Document passage =>
=== Section Start ===

Sports Physiology + Competitive Athletes

Today, competitive youth sports are being played…pre-Covid…year round. Girls and boys sports have allowed families to come together to enjoy all the emotional experiences that arrive during athletic competition. Moreover, these programs also tend to emphasise a fitness progression component within them. Unfortunately, the fitness returns will in time become limiting for the sport(s) all young athletes love to play.

Why?

The programming that goes into these repetitive weekly practices lack the makings of how Physiology can directly assist raising the playing value of a young developing athlete.

What is Sports Physiology?

Sports Physiology is how the strategy of exercises can alter the function and structure of the body, taking into account the sporting demands and characteristics required to be successful at the highest level of competition.

How does this translate during practice?

Quality over quantity. If they have been playing their same sport consistently, then they are ready to move into how their skills can transfer over to new strategies and challenges. That is unless they have also picked up repetitive stress injuries a long the way, which is another reason why Physiology must be introduced sooner than later to avoid non-necessary injuries.

What should I be looking for?

=== Section End ===

Material supplied =>
=== Section Start ===

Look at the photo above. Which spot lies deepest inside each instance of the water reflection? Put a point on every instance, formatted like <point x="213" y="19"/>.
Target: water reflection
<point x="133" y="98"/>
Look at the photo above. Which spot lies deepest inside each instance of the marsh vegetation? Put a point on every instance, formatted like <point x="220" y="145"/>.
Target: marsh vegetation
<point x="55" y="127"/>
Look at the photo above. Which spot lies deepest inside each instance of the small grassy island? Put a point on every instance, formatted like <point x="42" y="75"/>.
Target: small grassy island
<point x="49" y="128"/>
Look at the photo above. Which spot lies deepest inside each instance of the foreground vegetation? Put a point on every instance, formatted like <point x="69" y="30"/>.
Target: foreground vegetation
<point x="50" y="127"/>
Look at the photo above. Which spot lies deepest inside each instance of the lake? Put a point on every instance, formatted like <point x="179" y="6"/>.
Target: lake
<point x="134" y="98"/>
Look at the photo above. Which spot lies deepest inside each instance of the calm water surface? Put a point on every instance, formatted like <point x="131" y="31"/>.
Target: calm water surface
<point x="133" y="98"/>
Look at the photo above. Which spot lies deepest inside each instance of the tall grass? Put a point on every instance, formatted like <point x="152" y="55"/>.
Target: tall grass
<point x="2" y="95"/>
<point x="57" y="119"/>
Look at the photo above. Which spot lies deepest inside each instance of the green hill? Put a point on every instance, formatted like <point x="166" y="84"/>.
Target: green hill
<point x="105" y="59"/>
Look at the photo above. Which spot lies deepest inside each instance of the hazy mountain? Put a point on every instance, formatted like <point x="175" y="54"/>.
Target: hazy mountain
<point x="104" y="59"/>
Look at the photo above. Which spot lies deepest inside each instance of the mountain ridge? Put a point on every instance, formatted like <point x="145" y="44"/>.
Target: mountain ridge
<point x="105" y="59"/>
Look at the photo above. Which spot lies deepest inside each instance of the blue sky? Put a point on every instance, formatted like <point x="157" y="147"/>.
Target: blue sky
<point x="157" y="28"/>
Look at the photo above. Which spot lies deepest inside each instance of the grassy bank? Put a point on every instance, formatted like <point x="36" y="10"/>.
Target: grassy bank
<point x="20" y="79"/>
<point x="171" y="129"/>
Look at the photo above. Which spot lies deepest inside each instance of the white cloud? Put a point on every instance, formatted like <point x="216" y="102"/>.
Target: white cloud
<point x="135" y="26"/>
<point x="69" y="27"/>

=== Section End ===

Task set =>
A - Translate this sentence from the sports physiology text into Spanish: "Sports Physiology is how the strategy of exercises can alter the function and structure of the body, taking into account the sporting demands and characteristics required to be successful at the highest level of competition."
B - Reproduce the sports physiology text word for word, from "Sports Physiology is" up to and including "translate during practice?".

Answers below =>
A - La fisiología deportiva es la manera en que la estrategia de los ejercicios puede modificar la función y la estructura del cuerpo, teniendo en cuenta las exigencias y características deportivas necesarias para tener éxito en el más alto nivel de competición.

B -
Sports Physiology is how the strategy of exercises can alter the function and structure of the body, taking into account the sporting demands and characteristics required to be successful at the highest level of competition.

How does this translate during practice?